◆ **Exercise aim**: Retype the line with "Please locate the slipway rail track." in it, then each line after it to the end of the data, word for word.

___ Dataset records

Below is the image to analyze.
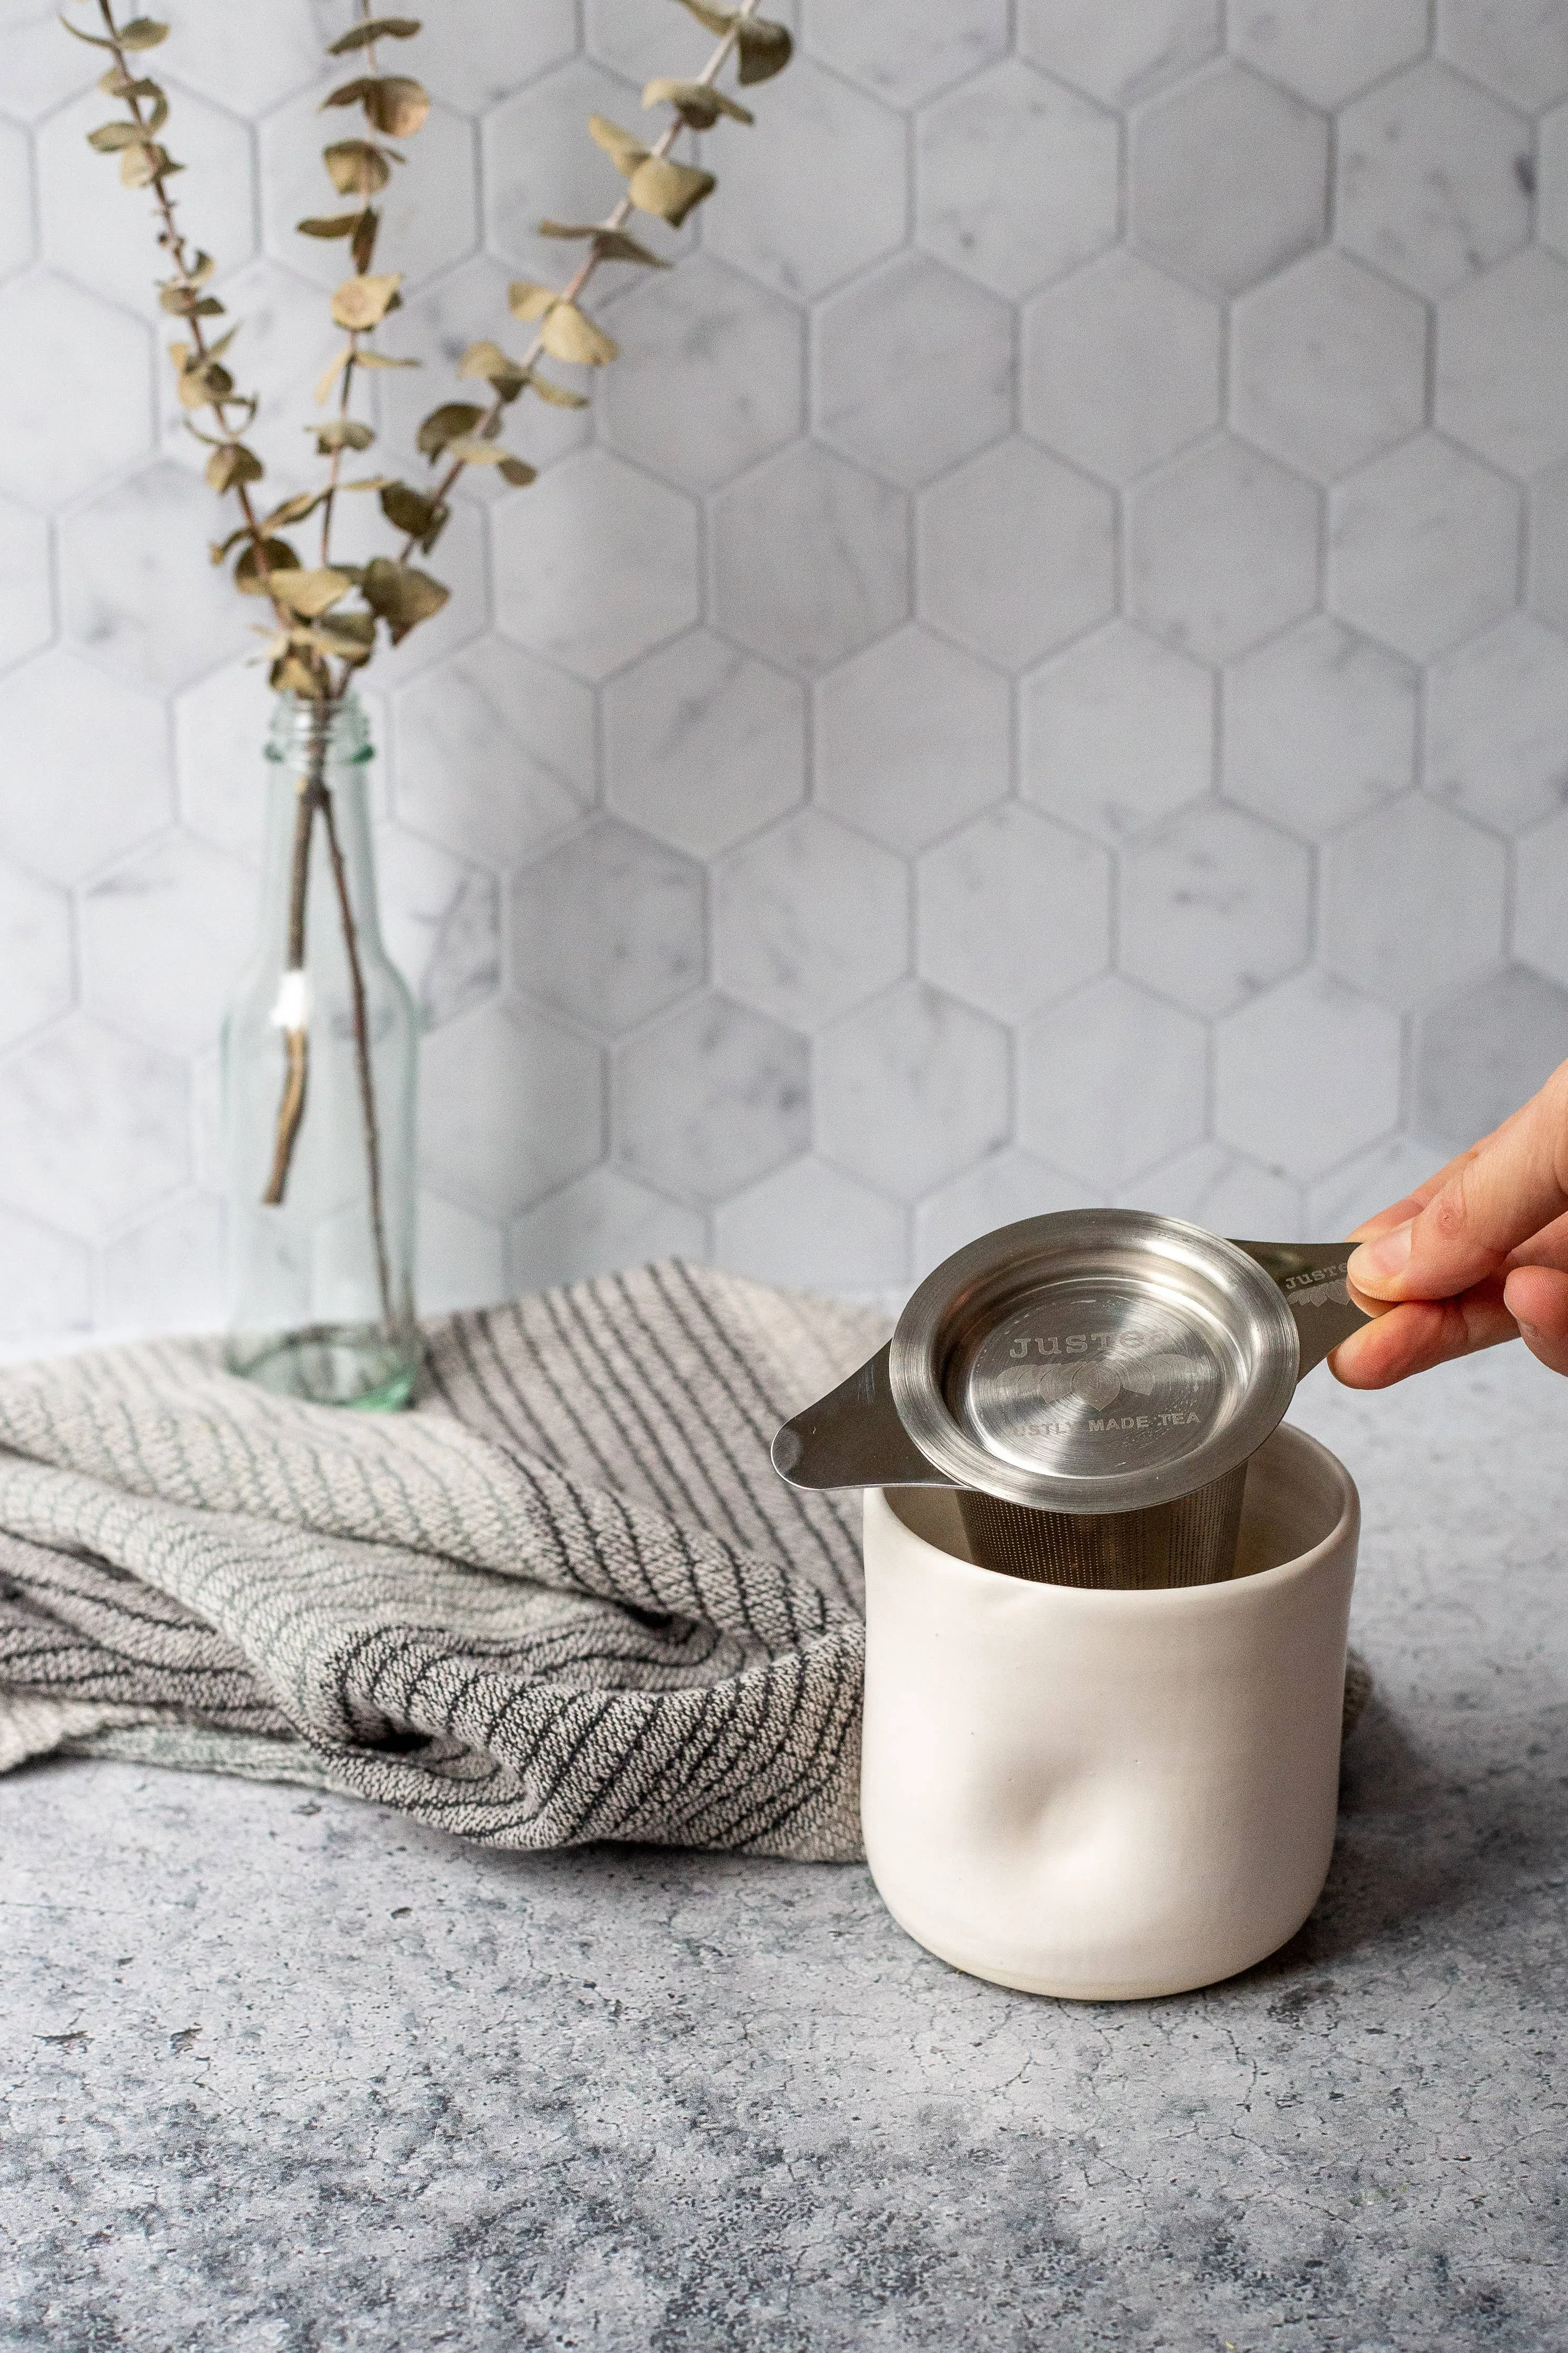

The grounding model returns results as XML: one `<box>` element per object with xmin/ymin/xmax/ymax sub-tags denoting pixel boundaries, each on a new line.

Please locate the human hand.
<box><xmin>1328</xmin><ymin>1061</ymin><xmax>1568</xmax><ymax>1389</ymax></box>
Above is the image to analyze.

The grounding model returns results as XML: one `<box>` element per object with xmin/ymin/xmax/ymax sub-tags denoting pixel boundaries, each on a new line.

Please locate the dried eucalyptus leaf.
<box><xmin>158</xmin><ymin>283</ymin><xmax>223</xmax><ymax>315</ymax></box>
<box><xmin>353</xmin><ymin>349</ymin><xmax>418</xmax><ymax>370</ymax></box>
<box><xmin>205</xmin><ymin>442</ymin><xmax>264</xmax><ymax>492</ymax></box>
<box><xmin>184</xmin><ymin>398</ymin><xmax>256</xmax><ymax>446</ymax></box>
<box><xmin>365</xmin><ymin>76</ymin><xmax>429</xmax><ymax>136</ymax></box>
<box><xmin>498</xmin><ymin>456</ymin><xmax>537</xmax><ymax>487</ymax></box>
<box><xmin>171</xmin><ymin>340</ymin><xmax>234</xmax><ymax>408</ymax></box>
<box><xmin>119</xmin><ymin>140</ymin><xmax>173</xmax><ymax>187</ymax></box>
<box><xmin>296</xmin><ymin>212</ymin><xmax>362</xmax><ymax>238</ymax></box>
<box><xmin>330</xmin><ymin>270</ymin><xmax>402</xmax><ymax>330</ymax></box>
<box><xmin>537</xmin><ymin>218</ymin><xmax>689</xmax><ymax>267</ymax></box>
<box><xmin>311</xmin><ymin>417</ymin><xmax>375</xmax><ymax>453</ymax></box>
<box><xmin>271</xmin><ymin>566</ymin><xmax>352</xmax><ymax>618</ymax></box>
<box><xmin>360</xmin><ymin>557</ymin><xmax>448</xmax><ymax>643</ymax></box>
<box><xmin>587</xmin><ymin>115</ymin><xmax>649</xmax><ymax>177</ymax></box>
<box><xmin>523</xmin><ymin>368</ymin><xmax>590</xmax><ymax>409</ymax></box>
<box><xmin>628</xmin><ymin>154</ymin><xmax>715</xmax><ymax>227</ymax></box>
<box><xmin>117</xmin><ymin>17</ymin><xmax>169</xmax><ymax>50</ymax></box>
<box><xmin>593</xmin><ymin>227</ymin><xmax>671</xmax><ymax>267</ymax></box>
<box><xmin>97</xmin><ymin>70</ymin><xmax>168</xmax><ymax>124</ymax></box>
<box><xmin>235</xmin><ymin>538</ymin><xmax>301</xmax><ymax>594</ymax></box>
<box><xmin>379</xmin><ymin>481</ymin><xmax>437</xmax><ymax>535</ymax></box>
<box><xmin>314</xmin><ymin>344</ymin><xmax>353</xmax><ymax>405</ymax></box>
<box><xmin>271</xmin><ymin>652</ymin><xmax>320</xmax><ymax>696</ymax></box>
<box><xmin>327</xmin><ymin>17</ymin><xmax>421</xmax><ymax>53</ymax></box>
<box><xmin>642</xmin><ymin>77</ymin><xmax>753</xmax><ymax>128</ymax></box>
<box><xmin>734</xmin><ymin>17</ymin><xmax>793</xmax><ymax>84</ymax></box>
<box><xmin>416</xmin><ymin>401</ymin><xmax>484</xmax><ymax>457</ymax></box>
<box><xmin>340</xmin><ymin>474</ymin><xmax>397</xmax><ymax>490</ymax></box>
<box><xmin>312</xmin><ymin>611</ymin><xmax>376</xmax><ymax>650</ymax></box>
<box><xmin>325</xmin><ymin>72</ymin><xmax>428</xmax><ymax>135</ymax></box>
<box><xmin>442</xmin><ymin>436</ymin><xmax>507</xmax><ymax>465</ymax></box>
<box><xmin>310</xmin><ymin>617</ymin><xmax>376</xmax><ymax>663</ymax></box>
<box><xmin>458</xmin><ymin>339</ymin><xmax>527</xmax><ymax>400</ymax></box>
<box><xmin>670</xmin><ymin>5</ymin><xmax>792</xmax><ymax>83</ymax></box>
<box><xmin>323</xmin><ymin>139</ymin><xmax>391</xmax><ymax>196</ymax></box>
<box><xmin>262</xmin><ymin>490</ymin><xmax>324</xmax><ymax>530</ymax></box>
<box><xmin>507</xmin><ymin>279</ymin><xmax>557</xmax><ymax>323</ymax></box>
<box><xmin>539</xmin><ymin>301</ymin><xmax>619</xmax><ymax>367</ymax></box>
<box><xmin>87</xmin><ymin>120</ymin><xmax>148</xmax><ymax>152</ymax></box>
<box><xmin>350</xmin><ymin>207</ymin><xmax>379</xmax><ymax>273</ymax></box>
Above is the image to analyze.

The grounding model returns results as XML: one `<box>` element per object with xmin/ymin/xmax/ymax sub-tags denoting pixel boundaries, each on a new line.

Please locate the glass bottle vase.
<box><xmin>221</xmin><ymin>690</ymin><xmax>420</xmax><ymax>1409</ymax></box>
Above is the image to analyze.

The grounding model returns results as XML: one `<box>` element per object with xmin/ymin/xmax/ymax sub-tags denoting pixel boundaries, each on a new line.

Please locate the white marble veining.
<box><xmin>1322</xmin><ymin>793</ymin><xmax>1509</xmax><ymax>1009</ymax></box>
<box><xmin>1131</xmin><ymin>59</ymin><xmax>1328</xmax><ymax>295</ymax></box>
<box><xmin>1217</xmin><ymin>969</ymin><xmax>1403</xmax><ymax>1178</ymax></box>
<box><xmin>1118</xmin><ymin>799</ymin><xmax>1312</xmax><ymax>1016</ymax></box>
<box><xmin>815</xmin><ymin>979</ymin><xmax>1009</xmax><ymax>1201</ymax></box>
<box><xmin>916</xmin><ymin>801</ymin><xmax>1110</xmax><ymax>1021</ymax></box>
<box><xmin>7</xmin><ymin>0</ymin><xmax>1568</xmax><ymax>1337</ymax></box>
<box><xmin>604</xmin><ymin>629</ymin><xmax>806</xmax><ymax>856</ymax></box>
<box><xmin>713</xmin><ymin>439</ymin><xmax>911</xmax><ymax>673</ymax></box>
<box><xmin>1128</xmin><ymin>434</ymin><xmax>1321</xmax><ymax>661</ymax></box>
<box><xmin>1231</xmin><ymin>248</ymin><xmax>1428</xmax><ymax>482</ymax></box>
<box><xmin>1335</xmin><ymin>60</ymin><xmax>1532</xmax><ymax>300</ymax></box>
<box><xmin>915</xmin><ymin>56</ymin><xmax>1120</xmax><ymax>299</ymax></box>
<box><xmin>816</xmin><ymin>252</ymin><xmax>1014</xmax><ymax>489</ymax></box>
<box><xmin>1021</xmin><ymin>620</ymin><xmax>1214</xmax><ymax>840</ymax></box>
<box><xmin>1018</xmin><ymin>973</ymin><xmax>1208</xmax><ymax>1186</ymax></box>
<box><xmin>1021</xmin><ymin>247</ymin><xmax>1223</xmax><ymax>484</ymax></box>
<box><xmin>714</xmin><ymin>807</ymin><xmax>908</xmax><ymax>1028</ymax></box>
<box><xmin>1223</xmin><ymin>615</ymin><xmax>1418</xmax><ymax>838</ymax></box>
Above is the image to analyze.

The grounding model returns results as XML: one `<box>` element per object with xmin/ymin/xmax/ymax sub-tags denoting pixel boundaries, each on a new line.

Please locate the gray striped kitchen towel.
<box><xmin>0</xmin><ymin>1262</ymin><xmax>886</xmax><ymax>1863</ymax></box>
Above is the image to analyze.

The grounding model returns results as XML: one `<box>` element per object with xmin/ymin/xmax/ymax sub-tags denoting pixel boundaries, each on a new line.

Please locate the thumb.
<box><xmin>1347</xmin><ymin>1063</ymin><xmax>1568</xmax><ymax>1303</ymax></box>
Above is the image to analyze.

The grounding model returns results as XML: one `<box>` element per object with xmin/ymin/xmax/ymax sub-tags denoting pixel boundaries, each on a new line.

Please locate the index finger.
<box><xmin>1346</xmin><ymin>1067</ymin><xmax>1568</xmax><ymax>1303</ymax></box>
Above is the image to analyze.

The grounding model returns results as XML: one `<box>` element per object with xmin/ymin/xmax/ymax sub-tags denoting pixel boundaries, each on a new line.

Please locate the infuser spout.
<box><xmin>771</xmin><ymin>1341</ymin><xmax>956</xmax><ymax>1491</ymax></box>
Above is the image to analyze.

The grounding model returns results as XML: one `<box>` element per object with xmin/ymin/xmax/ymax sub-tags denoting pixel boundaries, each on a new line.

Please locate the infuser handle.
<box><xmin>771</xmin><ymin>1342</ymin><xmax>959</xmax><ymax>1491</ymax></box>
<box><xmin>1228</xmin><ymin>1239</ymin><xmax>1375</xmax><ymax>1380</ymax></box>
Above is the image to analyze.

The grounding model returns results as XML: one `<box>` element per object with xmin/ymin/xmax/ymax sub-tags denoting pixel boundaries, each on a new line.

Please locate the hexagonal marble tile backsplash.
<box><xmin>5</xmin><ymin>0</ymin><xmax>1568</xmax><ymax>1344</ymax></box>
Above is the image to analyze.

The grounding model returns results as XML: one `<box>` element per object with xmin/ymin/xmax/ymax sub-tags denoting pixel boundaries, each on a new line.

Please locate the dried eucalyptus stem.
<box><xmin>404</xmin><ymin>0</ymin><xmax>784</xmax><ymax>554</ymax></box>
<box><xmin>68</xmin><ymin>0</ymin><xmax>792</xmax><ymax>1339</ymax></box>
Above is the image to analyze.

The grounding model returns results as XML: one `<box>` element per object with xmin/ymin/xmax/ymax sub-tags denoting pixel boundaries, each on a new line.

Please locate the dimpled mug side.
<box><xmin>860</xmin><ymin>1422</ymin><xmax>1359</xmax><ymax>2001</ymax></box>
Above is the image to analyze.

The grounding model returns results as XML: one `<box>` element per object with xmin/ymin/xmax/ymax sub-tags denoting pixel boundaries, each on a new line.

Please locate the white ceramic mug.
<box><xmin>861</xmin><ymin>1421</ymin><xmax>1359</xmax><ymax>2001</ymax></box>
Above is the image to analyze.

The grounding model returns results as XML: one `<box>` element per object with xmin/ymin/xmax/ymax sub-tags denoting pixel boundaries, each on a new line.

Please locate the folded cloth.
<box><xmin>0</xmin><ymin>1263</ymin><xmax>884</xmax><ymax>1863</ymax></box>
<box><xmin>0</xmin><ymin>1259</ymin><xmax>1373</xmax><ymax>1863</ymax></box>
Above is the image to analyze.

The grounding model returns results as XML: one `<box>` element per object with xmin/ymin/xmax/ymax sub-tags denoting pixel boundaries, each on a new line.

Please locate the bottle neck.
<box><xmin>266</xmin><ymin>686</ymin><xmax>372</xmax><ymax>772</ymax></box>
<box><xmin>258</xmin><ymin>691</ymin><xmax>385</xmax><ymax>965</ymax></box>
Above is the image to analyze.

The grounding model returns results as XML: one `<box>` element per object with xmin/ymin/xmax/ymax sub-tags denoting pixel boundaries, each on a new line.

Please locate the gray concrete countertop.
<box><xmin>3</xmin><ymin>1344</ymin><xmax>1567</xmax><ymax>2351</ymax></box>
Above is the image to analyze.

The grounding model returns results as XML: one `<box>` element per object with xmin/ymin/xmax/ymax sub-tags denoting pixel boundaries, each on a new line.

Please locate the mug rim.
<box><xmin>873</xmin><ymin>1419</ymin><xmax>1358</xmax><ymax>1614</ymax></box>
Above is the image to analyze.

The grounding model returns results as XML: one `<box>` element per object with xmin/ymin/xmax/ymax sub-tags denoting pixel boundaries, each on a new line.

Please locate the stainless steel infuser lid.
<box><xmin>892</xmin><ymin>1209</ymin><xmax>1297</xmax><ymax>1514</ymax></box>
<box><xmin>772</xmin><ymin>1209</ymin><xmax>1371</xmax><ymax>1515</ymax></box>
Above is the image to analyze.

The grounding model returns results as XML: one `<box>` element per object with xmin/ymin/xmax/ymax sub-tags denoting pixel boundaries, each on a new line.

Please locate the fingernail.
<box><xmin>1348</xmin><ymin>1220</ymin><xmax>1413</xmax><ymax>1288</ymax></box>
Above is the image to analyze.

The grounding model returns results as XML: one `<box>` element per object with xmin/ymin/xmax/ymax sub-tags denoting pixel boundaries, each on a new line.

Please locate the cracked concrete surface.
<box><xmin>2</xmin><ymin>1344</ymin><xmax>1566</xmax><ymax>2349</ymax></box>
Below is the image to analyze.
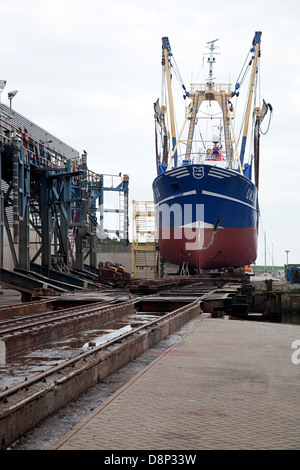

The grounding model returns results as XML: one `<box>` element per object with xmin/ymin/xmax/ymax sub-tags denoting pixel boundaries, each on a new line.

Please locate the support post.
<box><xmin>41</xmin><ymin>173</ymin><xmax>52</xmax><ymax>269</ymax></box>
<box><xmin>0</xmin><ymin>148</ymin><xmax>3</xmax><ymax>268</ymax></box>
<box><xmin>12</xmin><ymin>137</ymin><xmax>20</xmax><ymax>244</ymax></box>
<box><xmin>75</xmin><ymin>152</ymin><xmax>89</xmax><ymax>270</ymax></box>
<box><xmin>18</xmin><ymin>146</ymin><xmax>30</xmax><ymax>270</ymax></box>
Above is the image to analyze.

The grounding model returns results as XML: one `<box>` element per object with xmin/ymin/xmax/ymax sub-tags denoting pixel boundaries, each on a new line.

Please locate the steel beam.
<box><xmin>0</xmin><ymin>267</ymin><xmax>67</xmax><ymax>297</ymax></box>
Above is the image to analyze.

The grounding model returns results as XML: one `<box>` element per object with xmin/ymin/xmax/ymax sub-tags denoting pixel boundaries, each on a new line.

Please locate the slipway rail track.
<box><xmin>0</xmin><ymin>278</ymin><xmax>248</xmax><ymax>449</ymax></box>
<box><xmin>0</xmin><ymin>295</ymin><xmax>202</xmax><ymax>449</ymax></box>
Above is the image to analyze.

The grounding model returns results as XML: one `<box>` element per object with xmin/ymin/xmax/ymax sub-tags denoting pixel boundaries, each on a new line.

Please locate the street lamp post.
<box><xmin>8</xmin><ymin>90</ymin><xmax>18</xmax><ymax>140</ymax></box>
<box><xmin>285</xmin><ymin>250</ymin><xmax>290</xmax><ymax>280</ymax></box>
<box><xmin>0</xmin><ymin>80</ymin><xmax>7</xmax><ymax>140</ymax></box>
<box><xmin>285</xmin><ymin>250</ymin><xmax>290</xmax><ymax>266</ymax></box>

______

◆ **Answer to the problem**:
Please locate the slipway rail track.
<box><xmin>0</xmin><ymin>278</ymin><xmax>248</xmax><ymax>449</ymax></box>
<box><xmin>0</xmin><ymin>295</ymin><xmax>202</xmax><ymax>449</ymax></box>
Above is the image to analyze.

The grounding model returns results as XML: one `<box>` element per object with xmin/ymin/xmax/ymax sub-tags denoting pixel boundaries, each on a new line.

Please locate the street lamp post.
<box><xmin>8</xmin><ymin>90</ymin><xmax>18</xmax><ymax>140</ymax></box>
<box><xmin>285</xmin><ymin>250</ymin><xmax>290</xmax><ymax>280</ymax></box>
<box><xmin>0</xmin><ymin>80</ymin><xmax>7</xmax><ymax>140</ymax></box>
<box><xmin>285</xmin><ymin>250</ymin><xmax>290</xmax><ymax>266</ymax></box>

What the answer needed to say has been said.